**Listed records:**
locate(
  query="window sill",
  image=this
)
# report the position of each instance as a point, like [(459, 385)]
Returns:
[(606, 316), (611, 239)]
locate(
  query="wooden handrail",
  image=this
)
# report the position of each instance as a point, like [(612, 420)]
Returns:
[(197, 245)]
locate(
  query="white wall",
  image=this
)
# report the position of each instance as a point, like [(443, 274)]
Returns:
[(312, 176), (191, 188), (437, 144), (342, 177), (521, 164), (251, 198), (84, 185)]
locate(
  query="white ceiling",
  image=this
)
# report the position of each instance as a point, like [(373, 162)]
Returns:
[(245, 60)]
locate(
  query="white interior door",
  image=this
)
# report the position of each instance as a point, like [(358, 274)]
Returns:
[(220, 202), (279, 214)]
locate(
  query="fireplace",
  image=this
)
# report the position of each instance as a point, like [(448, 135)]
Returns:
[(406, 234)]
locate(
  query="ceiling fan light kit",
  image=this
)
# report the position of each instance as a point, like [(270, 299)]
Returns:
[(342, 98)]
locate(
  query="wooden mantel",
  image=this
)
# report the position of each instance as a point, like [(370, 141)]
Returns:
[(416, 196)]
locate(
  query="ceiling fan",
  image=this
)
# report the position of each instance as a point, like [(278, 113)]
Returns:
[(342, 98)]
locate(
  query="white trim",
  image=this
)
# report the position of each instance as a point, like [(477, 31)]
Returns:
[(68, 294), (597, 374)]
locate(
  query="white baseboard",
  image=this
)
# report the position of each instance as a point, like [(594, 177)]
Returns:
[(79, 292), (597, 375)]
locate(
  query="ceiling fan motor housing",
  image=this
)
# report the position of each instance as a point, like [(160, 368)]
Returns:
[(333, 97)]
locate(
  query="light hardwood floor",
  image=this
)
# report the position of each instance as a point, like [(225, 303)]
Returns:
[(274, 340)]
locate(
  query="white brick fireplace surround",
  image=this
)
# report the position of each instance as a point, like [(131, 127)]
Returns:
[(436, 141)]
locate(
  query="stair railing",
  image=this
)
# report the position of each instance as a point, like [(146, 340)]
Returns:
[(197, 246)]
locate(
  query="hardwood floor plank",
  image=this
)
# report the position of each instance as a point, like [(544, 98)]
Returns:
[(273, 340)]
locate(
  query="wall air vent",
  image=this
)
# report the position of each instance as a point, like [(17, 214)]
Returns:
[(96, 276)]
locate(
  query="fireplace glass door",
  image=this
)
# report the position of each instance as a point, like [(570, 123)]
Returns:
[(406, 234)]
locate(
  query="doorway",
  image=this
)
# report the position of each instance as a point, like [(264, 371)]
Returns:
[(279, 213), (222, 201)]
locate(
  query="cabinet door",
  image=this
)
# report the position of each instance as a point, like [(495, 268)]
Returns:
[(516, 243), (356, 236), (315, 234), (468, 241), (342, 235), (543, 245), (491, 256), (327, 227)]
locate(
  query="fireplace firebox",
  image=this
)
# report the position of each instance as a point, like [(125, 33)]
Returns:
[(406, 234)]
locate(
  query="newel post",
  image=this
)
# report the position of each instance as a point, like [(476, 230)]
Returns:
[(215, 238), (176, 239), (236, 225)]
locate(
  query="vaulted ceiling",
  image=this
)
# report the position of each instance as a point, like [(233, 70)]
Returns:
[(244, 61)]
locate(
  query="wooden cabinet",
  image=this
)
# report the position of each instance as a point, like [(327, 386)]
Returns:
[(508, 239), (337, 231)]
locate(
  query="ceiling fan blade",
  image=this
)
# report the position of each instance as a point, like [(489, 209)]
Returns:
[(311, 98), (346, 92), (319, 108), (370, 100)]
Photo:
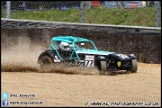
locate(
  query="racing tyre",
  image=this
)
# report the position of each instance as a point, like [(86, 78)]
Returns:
[(134, 66), (102, 66), (46, 61)]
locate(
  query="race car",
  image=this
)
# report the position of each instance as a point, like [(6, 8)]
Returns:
[(77, 51)]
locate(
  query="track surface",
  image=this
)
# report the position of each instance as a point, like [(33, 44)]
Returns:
[(65, 86)]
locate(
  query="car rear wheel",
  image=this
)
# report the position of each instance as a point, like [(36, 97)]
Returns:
[(134, 66), (101, 65), (45, 62)]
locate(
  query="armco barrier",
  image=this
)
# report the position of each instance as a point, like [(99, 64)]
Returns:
[(145, 42)]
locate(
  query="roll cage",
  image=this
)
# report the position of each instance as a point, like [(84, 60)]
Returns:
[(55, 41)]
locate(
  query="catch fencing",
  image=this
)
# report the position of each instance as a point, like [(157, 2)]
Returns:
[(96, 12)]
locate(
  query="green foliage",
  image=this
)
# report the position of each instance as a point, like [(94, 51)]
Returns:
[(137, 17)]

**Problem statement:**
Return the lines verbatim from the first line of the entries up to and including the line that contains "[(197, 245)]".

**Response to the exercise:**
locate(
  query="window sill",
  image=this
)
# report the position of each instance as a point, like [(459, 385)]
Returns:
[(606, 316), (611, 239)]
locate(
  query="wooden handrail",
  image=this
)
# report the position of each instance as a point, like [(612, 420)]
Returns:
[(197, 245)]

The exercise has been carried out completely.